## LEESTEKST
============

Johanna Strauss
Geboren:
Amsterdam,
Vermoord:
Auschwitz,
Bereikte de leeftijd van
18 jaar
Groote Houtstraat 88, Haarlem
Ik ben bij de herdenkingspagina voor Johanna gekomen doordat ik eerder Max Polak heb herdacht, een jonge schoenmaker die op steenworp afstand van mijn huis in Haarlem Zuid-West woonde. Zowel Max als Johanna maakten deel uit van de Joodse wandelclub, waarvan één foto online staat bij Joods Monument.nl.
Net als Max en Johanna wandel ik graag in onze gezamenlijke ‘achtertuin’ de Kennemerduinen. Dus ik ontferm me over Johanna en begin mijn online zoektocht naar informatie op JoodsMonument.nl, oorlogsbronnen.nl, jkc.nl (Joods Cultureel Kwartier), rootsweb.nl, het Amsterdams Stadsarchief en onh.nl (Oneindig Noord-Holland). Ondertussen volg ik de aangrijpende televisie-serie “De Joodse Raad”. Ik voel mezelf steeds meer in de positie van Johanna glijden en tegelijkertijd besef ik dat ik dat nooit helemaal zal kunnen invoelen omdat ik de oorlog nu eenmaal niet zelf heb meegemaakt en hoe dankbaar ik daarvoor mag zijn.
Johanna Strauss is geboren in 1925 aan het Rapenburg in Amsterdam, als eerste kind van kleermaker Herman Straus en Esther Strauss-Witteboon. Ze is vernoemd naar haar oma Johanna Waaker, de moeder van haar moeder. Toen Johanna bijna 2 jaar oud was werd haar zusje Hella geboren.

============

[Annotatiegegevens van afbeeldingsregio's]
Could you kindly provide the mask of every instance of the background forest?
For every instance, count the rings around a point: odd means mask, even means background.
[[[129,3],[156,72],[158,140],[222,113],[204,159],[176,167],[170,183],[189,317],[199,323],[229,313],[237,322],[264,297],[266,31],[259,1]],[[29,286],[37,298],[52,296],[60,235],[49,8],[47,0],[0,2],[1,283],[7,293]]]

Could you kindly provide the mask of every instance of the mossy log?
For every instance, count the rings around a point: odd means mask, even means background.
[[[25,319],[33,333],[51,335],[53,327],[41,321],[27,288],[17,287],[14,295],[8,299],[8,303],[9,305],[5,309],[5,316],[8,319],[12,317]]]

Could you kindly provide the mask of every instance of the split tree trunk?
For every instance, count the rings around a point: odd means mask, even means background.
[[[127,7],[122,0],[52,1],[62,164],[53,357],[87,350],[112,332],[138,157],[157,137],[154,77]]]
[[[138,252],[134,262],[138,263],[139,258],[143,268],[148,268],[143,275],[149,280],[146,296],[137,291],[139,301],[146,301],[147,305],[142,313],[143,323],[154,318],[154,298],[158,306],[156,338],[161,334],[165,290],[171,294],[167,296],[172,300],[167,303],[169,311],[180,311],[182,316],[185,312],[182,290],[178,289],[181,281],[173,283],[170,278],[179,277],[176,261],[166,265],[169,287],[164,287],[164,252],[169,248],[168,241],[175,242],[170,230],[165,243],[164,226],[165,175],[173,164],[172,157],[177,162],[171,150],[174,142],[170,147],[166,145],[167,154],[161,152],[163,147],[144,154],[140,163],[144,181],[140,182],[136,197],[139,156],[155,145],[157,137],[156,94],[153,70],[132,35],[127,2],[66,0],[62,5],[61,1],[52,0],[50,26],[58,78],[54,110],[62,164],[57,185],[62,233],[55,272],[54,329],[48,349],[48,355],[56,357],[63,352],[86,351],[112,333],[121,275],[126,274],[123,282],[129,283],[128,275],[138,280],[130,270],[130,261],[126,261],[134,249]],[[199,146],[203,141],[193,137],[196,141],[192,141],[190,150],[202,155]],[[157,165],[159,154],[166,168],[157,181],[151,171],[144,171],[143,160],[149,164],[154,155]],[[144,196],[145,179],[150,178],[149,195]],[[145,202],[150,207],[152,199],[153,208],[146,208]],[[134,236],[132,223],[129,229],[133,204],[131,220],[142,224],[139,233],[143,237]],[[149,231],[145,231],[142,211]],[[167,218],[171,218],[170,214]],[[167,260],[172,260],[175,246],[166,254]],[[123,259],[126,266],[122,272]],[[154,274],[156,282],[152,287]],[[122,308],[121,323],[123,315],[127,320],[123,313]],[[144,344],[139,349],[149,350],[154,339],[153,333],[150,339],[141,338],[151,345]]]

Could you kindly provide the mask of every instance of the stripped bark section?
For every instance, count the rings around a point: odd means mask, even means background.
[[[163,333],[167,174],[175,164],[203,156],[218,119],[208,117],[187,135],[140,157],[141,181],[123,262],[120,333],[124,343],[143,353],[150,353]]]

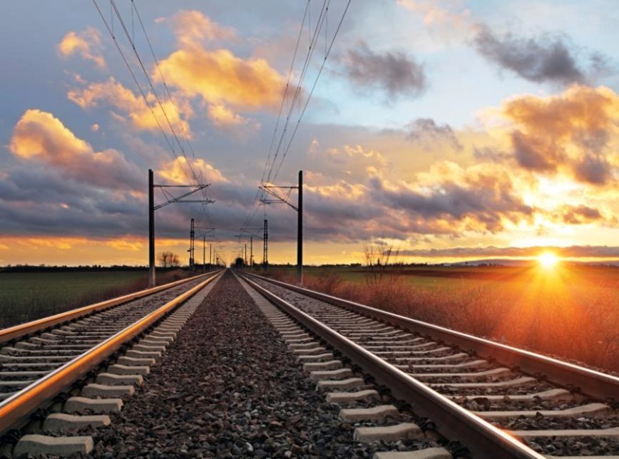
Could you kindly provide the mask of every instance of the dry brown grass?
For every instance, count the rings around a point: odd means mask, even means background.
[[[285,272],[272,274],[295,283]],[[619,372],[619,296],[603,284],[571,282],[568,272],[529,272],[522,282],[469,279],[445,288],[416,287],[404,277],[347,281],[325,270],[305,286],[478,336]]]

============

## OPDRACHTEN
a: Haal uit de tekst over Johanna Strauss het stuk tussen "Johanna Strauss is" en "zusje Hella geboren.", beide inbegrepen, woord voor woord over.
b: Zet de regels van de records tussen de regel met "stripped bark section?" en het einde van de records, beide inbegrepen, om in een JSON-lijst van strings, één string per regel en zonder lege regels. Laat de afbeeldingen weg.
De tekst en de records zijn afkomstig uit verschillende bronnen.

## VERWACHTE ANTWOORDEN
a:
Johanna Strauss is geboren in 1925 aan het Rapenburg in Amsterdam, als eerste kind van kleermaker Herman Straus en Esther Strauss-Witteboon. Ze is vernoemd naar haar oma Johanna Waaker, de moeder van haar moeder. Toen Johanna bijna 2 jaar oud was werd haar zusje Hella geboren.

b:
[
  "Could you kindly provide the mask of every instance of the stripped bark section?",
  "For every instance, count the rings around a point: odd means mask, even means background.",
  "[[[163,333],[167,174],[175,164],[203,156],[218,119],[208,117],[187,135],[140,157],[141,181],[123,262],[120,333],[124,343],[143,353],[150,353]]]",
  "Could you kindly provide the mask of every instance of the dry brown grass?",
  "For every instance, count the rings around a point: odd means mask, even means background.",
  "[[[285,272],[272,274],[295,283]],[[619,372],[619,296],[603,284],[571,282],[568,272],[529,272],[522,282],[469,279],[445,288],[416,287],[404,277],[347,281],[325,270],[305,286],[478,336]]]"
]